▸ PROMPT
Copy out each record below, exactly as given.

▸ GIVEN INFORMATION
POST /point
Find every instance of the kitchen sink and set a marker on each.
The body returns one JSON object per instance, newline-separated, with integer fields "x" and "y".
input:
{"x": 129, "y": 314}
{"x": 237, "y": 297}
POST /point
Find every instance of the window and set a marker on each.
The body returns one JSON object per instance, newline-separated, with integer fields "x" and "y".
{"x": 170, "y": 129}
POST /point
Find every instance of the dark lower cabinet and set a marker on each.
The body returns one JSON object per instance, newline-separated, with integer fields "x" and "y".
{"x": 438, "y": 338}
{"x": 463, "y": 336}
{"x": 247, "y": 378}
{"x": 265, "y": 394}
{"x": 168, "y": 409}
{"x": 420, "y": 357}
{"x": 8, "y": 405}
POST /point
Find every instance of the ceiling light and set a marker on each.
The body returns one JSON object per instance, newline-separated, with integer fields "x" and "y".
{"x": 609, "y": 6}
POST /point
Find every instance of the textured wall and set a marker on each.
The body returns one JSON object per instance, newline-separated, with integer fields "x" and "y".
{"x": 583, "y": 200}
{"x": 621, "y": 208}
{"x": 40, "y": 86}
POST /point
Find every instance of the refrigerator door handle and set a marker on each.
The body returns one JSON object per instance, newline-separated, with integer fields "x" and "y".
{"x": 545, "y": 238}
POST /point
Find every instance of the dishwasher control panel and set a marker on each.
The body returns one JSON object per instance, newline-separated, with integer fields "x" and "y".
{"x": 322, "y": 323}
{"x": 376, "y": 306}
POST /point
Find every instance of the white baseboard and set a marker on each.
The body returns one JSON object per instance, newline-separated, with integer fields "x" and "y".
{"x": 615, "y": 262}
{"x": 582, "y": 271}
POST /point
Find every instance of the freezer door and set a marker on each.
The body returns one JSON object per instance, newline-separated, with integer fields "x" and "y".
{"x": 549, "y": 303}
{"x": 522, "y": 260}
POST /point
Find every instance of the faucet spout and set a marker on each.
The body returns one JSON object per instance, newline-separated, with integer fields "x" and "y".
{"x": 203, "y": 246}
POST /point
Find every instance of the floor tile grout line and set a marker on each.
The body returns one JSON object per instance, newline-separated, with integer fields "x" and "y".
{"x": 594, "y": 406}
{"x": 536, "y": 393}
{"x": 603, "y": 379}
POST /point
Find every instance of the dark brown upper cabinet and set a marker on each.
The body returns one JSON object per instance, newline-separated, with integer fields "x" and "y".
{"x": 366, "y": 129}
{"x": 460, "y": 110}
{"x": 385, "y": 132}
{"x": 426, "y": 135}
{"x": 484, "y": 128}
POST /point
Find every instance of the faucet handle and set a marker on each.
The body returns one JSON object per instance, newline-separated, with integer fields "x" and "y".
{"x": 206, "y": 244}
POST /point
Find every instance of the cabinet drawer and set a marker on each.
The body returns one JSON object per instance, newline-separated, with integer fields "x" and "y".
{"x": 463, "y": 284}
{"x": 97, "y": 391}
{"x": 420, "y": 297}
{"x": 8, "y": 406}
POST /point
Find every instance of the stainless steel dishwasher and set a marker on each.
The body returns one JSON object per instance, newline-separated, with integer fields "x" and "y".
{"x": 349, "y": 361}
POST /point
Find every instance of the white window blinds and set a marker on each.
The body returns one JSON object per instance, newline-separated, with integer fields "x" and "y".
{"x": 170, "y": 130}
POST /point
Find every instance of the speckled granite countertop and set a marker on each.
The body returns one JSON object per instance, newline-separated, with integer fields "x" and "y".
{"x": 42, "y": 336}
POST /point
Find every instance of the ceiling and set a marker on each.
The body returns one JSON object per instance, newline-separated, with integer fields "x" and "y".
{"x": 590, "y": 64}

▸ EXERCISE RESULT
POST /point
Find every instance of the kitchen sink and set a marker on each.
The body returns one JSON object per instance, newline-separated, with integer fields "x" and "y".
input:
{"x": 129, "y": 314}
{"x": 237, "y": 297}
POST /point
Find every instance of the window and set a marker on each.
The body returns one JSON object per instance, newline-separated, with integer fields "x" and "y".
{"x": 170, "y": 129}
POST /point
Find every instance of the dark lower cabinet and set a marker on each.
The body returns one JSON object per instance, newline-separated, with integer fields "x" and "y".
{"x": 438, "y": 338}
{"x": 463, "y": 336}
{"x": 247, "y": 378}
{"x": 265, "y": 394}
{"x": 168, "y": 409}
{"x": 420, "y": 357}
{"x": 8, "y": 405}
POST /point
Find every instance of the ceiling light and set a marker on each.
The body returns one JSON object per instance, newline-separated, with integer fields "x" and "y".
{"x": 609, "y": 6}
POST /point
Find every instance of the textured wall and set a marker on each.
The body returns one JSON object per instance, newline-separated, with integer fields "x" and "y".
{"x": 583, "y": 200}
{"x": 621, "y": 208}
{"x": 40, "y": 86}
POST /point
Find every instance of the refrigerator door handle and set a marker on each.
The body returns one JSON object per instance, newline-separated, with integer fields "x" and "y".
{"x": 545, "y": 238}
POST /point
Find every instance of the dishwasher control panel and set a marker on each.
The body returns one JSON object per instance, newline-separated, with integer fields "x" and "y".
{"x": 322, "y": 323}
{"x": 376, "y": 306}
POST /point
Find every instance of the white baseboard and set a marker on each.
The body returns one JSON object per instance, newline-separated, with integer fields "x" and "y".
{"x": 615, "y": 262}
{"x": 582, "y": 271}
POST /point
Find every instance of the freezer door and set a marker on each.
The body returns one JSON object per instance, newline-separated, with integer fields "x" and "y".
{"x": 549, "y": 303}
{"x": 522, "y": 260}
POST /point
Find every instance of the faucet spout and set a marker on each.
The body returns one JSON object per instance, newline-separated, with integer fields "x" and "y".
{"x": 203, "y": 246}
POST /point
Find every instance of the floor tile grout line and set a marker on each.
The body returns one JSON object per instance, newline-separated, with integer fields "x" and "y".
{"x": 594, "y": 406}
{"x": 536, "y": 393}
{"x": 603, "y": 379}
POST /point
Find every instance of the dark brown upper cabinet and set a marker on each.
The body returns one JSON object per instance, newline-separated, with integer fields "x" and "y".
{"x": 366, "y": 129}
{"x": 460, "y": 110}
{"x": 385, "y": 132}
{"x": 426, "y": 135}
{"x": 484, "y": 128}
POST /point
Find every instance of the faucet handle and set a marker on each.
The body returns one JSON object per instance, newline-separated, with integer fields "x" and "y".
{"x": 206, "y": 244}
POST /point
Find every instance of the cabinet drawer and set a marker on each.
The body returns one JSON object per instance, newline-separated, with integer fields "x" and "y".
{"x": 463, "y": 284}
{"x": 97, "y": 391}
{"x": 420, "y": 297}
{"x": 8, "y": 406}
POST /point
Find every instance of the stainless steel dishwasher and set a marker on each.
The body returns one JSON object per instance, newline-separated, with integer fields "x" and "y".
{"x": 349, "y": 361}
POST /point
Find every instance of the white window blinds and set a marker on each.
The body returns one JSON object per instance, newline-separated, with integer fields "x" and "y".
{"x": 170, "y": 130}
POST /point
Find every instance of the speckled granite countertop and set a marker on each.
The body returns one JSON object per instance, newline-separated, with integer fields "x" and "y".
{"x": 42, "y": 336}
POST /point
Find every instance of the ceiling and set a marker on each.
The body returns one JSON object per instance, newline-separated, with integer fields "x" and "y".
{"x": 590, "y": 64}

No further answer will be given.